SELECTION:
--- START ---

HyEnD’s N₂ORTH Rocket passes Acceptance Review

HyEnD is proud to announce that it has passed its Rocket Acceptance Review (RAR) with experts of the DLR today. The event took place at the Institute of Space Systems (IRS) and Materialprüfungsanstalt (MPA) of the University of Stuttgart. The review included detailed discussions about qualification testings, design changes and plans for the launch campaign. Also, the fully assembled rocket was shown for the first time. At the end of March, the components of two complete N₂ORTH rockets will be transported to Esrange in Sweden.

Here are some impressions of the event as well as the assembly of the rocket:

The review and presentation of the rocket was also covered by the German television SWR:

More at www.swr.de (German)

Launch Campaign Announcement

We are proud to announce the date of our launch campaign! From 11th to 25th April this year, 16 HyEnD team members will visit the European Space and Sounding Rocket Range (Esrange) close to Kiruna, Sweden. And we plan to not bring one – but two N2ORTH rockets with us!

The launch of the first N2ORTH rocket is planned with 80° of elevation and with limited propellant mass, in order to ensure a safe downrange and landing area. If all goes according to plan, N2ORTH will reach an altitude of more than 50 km at its first flight and we will get the permission to increase the elevation for the second rocket launch. The launch of the second N2ORTH rocket is currently planned with a higher elevation and increased propellant mass.

As of now, a space shot is not off the table but will also depend on the results of the first launch and weather conditions. We are looking forward to share more details about the launch campaign in the upcoming weeks.

Successful Validation of Thermal Protection System

In order to complete final research concerning thermal loads, HyEnD conducted thermal tests on December 20th, 2022. The thermal tests were a crucial milestone and provided us with valuable insights into the expected in-flight behavior of N2ORTH.

During a test campaign, we tested the nose cone, fins, and 3-ring system of the parachute. The tests were conducted under realistic conditions corresponding to a speed of Mach 2.5, equivalent to the predicted max Q conditions. Thus, with this test, the maximum aerothermal load that we expect during our flight could be tested.

First the fins were tested. Due to the surface standing perpendicular to the flow direction, high heat loads are expected here. During the test, the leading edge of the fins was able to withstand the thermal load expected at max Q for over a minute. This is significantly longer than expected in flight, so we are confident in our design.

--- END ---

DATA SEGMENT:
--- START ---

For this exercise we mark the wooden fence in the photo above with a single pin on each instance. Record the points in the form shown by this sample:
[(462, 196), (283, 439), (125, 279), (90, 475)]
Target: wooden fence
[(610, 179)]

--- END ---

PROBLEM TO WORK ON:
Could you revise the N₂ORTH rocket article from "During a test" to "in our design.", changing "fins" to "stabilizers"? The data has no connection to the N₂ORTH rocket article.

EXPECTED ANSWER:
During a test campaign, we tested the nose cone, stabilizers, and 3-ring system of the parachute. The tests were conducted under realistic conditions corresponding to a speed of Mach 2.5, equivalent to the predicted max Q conditions. Thus, with this test, the maximum aerothermal load that we expect during our flight could be tested.

First the stabilizers were tested. Due to the surface standing perpendicular to the flow direction, high heat loads are expected here. During the test, the leading edge of the stabilizers was able to withstand the thermal load expected at max Q for over a minute. This is significantly longer than expected in flight, so we are confident in our design.